BEGIN RAW DATA

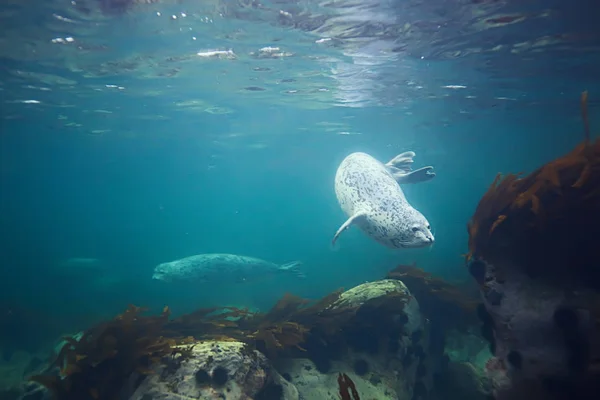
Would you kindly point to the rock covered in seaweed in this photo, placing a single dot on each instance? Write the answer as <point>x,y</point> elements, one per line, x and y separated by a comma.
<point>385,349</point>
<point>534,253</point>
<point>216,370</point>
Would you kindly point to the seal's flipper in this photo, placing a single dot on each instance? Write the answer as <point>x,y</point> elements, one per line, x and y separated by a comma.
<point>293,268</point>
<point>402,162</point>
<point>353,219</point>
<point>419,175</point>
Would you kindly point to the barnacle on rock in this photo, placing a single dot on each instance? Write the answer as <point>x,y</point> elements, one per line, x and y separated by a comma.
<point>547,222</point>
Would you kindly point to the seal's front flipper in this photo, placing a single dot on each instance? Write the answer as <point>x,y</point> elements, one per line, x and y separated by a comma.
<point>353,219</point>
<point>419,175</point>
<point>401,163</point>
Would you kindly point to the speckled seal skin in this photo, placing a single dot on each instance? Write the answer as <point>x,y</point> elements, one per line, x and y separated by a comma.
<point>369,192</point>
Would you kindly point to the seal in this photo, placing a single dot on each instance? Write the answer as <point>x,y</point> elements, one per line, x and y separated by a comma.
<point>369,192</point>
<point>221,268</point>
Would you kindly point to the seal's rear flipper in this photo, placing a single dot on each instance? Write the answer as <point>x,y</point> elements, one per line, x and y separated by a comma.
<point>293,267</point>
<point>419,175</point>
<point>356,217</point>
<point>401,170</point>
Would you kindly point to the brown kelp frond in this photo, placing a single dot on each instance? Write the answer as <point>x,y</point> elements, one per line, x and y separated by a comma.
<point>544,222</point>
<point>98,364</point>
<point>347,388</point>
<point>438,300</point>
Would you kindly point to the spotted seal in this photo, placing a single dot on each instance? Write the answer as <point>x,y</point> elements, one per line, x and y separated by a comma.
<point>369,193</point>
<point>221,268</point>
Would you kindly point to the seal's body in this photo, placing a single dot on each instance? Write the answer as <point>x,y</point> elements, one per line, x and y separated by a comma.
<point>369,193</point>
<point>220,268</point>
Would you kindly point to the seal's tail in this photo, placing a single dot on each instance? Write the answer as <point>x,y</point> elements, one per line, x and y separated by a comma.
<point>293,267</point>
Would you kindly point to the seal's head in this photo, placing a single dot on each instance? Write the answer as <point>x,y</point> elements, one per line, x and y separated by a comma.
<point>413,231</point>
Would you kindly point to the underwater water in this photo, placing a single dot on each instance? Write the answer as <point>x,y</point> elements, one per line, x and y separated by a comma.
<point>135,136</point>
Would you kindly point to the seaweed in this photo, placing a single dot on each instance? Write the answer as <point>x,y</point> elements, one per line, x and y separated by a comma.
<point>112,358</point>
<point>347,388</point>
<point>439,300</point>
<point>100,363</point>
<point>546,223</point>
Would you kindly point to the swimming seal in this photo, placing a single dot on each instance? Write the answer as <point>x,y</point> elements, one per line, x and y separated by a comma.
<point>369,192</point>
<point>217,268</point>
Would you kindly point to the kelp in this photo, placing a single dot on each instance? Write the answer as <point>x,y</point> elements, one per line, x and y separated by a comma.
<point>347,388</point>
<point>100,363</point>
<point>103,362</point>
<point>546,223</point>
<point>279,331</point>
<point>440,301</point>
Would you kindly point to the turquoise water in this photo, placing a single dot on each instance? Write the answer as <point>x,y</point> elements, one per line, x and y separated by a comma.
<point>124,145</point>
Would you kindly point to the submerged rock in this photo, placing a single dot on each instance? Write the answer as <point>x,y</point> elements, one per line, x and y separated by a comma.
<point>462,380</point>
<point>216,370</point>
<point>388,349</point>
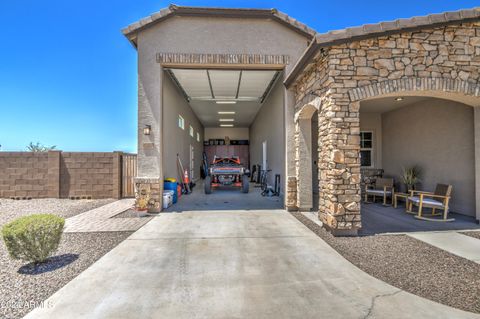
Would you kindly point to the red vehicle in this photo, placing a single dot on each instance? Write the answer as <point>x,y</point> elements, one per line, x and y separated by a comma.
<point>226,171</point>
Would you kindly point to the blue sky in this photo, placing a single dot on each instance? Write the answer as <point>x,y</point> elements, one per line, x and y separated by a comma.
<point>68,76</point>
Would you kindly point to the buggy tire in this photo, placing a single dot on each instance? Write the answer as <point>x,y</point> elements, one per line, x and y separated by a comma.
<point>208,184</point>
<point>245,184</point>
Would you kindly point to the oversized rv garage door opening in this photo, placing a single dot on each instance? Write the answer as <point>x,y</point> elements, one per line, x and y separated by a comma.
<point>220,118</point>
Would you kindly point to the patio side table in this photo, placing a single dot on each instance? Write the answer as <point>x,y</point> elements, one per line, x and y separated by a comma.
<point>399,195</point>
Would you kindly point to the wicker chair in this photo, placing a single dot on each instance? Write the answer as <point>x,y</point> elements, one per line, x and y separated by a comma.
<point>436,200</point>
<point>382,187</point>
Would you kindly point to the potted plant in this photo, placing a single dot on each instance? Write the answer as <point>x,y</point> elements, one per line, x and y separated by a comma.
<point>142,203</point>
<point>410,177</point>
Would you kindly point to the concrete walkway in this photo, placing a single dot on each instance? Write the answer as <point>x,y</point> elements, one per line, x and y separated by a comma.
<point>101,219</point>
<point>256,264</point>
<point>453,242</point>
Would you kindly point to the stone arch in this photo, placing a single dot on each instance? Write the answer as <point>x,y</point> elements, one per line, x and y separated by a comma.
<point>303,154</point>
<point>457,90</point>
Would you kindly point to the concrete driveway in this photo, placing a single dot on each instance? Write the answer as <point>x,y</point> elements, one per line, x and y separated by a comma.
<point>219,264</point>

END RAW DATA

* [WHAT THE TASK ASKS]: Copy every record above exactly as written, but leave out the pictures.

* [RESPONSE TO THE TASK]:
Would you kindly point to the rock covered in seaweed in this photo, placing a single dot on each instance? Write the answer as <point>x,y</point> elements, one per line, x and y separated by a comma.
<point>385,349</point>
<point>534,253</point>
<point>216,370</point>
Would you kindly point to the seal's flipper in this photo, placing a single dot on each instance? Write the answer as <point>x,y</point> elements, one per line, x and y separated by a comma.
<point>293,268</point>
<point>402,162</point>
<point>353,219</point>
<point>419,175</point>
Would you kindly point to the barnacle on rock in this photo, placing a single dot on each instance? Write the answer as <point>x,y</point> elements, one per line, x and y separated by a comma.
<point>547,222</point>
Would you kindly point to the seal's front flipper in this photo, placing a single dot on each instance? Write the answer as <point>x,y</point> elements, one per line, x and y separated by a comma.
<point>353,219</point>
<point>419,175</point>
<point>401,163</point>
Would you kindly point to the speckled seal skin in this photo, placing a single dot on each instance? Write the answer as <point>x,y</point> elements, one per line, x and y separated by a comma.
<point>369,192</point>
Would you kindly point to the seal in this photo, placing a single dot on each instance? Write the answer as <point>x,y</point> elements, one per line, x and y separated by a comma.
<point>369,192</point>
<point>221,268</point>
Would you kindly point to the seal's rear flipper in this photo, placing a single dot on each instance? Write the answer as <point>x,y</point> elements, one per line, x and y separated by a comma.
<point>293,267</point>
<point>419,175</point>
<point>356,217</point>
<point>401,170</point>
Would you kindly point to the brown kelp frond in this photo, placing a single dot on each instance? Write the answer as <point>x,y</point> elements, one per line, x and y separated by a comma.
<point>544,222</point>
<point>98,364</point>
<point>347,388</point>
<point>438,300</point>
Would you kindly point to the spotted seal in this photo, placing a single dot on each instance? Write the answer as <point>x,y</point> elements, one per line, x and y separated by a comma.
<point>369,193</point>
<point>221,268</point>
Would you kindly point to the seal's body in this photo, placing a single dot on each instance? Write the answer as <point>x,y</point> elements, one per line, x and y separated by a comma.
<point>369,193</point>
<point>220,268</point>
Would you kindly point to the seal's tail in this photo, placing a single dot on each instance? Write the answer as <point>x,y</point> elements, one per line, x and y separated by a comma.
<point>293,267</point>
Would you kindly point to the seal's head in this photo, placing a single dot on each instance? Write the answer as <point>x,y</point> elements, one per line, x and y separated by a comma.
<point>413,231</point>
Would you kindly point to the underwater water in this photo, placing a single dot on each instance? Write the answer as <point>x,y</point> elements, one per line, x and y separated by a comma.
<point>135,136</point>
Would you kindly point to the seaweed in this photo, placing a single dot on each instance? Write the answer as <point>x,y</point> elements, one per line, x and y separated by a comma.
<point>112,358</point>
<point>347,388</point>
<point>439,300</point>
<point>100,363</point>
<point>546,223</point>
Would you kindly point to the swimming seal in this photo, placing a single dot on each instance? Write the answer as <point>x,y</point> elements, one per line, x and y separated by a comma.
<point>369,192</point>
<point>217,268</point>
Would you kindly point to the kelp in this photo, placing a single dot on each instance? Write the answer as <point>x,y</point> elements, one per line, x and y separated by a comma.
<point>347,388</point>
<point>100,363</point>
<point>103,362</point>
<point>546,223</point>
<point>279,331</point>
<point>440,301</point>
Would you kindly point to the turquoise water in this photo, placing a single dot on each instance? Write the answer as <point>x,y</point> elements, one per line, x and y separated by a comma.
<point>124,145</point>
Would you kindly point to the submerged rock in this photo, placing a single dot on each instance? Write the answer as <point>x,y</point> elements, one per line, x and y separated by a comma.
<point>462,380</point>
<point>216,370</point>
<point>388,349</point>
Would you kindly point to the red vehicle in this photo, placing a single dot on each instance? Write the answer as <point>x,y</point> elements, one per line, x and y separated by a comma.
<point>226,171</point>
Would you kindly point to the blue sky in this photo, placing a single dot on each instance? Write the answer as <point>x,y</point> elements, one per line, x and y separated by a comma.
<point>68,76</point>
Would you kindly point to the buggy tire in this photo, placing a single dot on each instance? Write the answer as <point>x,y</point> elements, one per line, x and y separated by a comma.
<point>208,184</point>
<point>245,184</point>
Would you kindly point to the oversized rv garage door opening in this photo, placing a single dot on each instance? Write the answer as <point>x,y</point> elements, one per line, x and y separated by a comma.
<point>220,118</point>
Would you kindly point to the patio side table in this photo, placing a single dot on each instance? Write the answer as <point>x,y</point> elements, one per line, x and y separated by a comma.
<point>399,195</point>
Would you kindly point to the wicker chair in this photo, placing a single dot on each instance? Write the answer as <point>x,y</point> elements, one per line, x and y separated by a comma.
<point>436,200</point>
<point>382,187</point>
Would you kindly point to the potted plant in this photo, placing a single dot on each instance? Write the answer as <point>x,y</point> elements, one per line, x and y separated by a comma.
<point>142,203</point>
<point>410,177</point>
Would you kindly point to the concrete walkway in this photo, placing a single dot on each instance? Write the answer as <point>x,y</point> elements, one per line, x and y separated by a comma.
<point>101,219</point>
<point>256,264</point>
<point>453,242</point>
Would you kindly point to the stone arch in this photo, placing a single dot on each instance? Write the answer as <point>x,y</point> elements, one per line, x and y separated by a comma.
<point>303,154</point>
<point>457,90</point>
Would you kindly point to the concrete driveway in this photo, placing a single dot on each instance? Write the answer as <point>x,y</point> elements, one per line, x and y separated by a comma.
<point>219,264</point>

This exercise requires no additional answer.